YOUR ASSIGNMENT >> Go through the data and copy each line where the word "blade" shows up.

THE DATA >>
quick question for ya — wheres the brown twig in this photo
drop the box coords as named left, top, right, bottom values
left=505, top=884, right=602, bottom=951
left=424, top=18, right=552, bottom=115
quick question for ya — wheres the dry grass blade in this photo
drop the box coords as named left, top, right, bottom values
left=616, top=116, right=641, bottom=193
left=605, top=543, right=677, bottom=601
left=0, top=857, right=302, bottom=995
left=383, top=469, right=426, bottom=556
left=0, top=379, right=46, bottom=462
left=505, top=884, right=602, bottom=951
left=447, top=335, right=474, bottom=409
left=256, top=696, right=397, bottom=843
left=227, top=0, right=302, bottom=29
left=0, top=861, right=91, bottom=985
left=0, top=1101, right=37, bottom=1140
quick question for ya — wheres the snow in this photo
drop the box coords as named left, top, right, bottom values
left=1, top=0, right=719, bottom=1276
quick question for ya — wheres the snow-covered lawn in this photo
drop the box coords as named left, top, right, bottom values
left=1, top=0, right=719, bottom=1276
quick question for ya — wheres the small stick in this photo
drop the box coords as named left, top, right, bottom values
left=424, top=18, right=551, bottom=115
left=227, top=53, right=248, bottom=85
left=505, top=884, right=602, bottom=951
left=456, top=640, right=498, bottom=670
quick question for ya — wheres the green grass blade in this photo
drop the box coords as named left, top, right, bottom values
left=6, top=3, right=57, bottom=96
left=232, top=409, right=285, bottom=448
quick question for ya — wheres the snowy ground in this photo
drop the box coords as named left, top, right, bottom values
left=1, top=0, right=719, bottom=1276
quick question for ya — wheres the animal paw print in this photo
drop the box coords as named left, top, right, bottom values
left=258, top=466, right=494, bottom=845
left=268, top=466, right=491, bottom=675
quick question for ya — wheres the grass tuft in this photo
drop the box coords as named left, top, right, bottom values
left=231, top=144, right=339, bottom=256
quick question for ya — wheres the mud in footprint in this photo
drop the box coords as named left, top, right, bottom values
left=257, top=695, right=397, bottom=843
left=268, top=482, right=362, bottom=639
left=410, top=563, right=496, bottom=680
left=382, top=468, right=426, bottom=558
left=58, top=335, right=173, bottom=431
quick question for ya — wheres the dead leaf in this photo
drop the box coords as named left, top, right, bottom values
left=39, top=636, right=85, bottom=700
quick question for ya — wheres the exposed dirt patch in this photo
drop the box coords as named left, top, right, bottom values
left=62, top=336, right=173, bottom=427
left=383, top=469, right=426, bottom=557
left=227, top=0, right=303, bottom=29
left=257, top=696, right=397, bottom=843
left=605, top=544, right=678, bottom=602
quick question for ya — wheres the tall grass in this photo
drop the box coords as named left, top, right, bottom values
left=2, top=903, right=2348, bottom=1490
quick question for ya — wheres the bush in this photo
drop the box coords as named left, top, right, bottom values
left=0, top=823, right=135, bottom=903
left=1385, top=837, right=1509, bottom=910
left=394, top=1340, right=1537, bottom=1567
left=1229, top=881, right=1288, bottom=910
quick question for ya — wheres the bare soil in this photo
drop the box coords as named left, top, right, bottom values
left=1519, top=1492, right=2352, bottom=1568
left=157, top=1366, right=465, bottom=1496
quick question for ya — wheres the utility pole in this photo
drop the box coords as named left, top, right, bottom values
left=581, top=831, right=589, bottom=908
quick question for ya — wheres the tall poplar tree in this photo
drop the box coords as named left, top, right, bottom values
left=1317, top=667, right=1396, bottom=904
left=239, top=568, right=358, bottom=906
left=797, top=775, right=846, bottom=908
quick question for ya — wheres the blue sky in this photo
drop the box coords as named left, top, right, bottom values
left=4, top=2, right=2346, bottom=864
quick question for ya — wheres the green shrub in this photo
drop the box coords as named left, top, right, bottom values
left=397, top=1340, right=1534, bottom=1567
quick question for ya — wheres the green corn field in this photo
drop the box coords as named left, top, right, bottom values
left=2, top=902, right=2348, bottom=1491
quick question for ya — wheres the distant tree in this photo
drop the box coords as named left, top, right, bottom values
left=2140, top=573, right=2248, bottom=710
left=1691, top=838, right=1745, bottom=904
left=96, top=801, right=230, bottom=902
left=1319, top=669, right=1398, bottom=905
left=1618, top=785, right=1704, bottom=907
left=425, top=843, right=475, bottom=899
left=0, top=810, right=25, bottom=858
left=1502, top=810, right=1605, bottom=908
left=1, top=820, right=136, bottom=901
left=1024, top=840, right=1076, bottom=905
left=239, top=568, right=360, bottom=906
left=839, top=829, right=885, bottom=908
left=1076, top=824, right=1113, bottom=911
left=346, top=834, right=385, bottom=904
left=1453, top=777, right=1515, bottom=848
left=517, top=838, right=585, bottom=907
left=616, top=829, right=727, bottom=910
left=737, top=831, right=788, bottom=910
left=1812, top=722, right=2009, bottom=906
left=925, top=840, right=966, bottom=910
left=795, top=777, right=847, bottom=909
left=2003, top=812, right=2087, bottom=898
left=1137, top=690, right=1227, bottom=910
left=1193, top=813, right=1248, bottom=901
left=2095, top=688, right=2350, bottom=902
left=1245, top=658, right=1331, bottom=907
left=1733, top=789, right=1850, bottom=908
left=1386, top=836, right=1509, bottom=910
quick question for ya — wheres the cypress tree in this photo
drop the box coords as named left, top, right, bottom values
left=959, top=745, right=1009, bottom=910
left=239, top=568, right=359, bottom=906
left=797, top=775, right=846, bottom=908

WRITTEN REPLY >>
quick question for ya — wheres the dry grass blade in this photo
quick question for ya — wheres the green grass blade in this photo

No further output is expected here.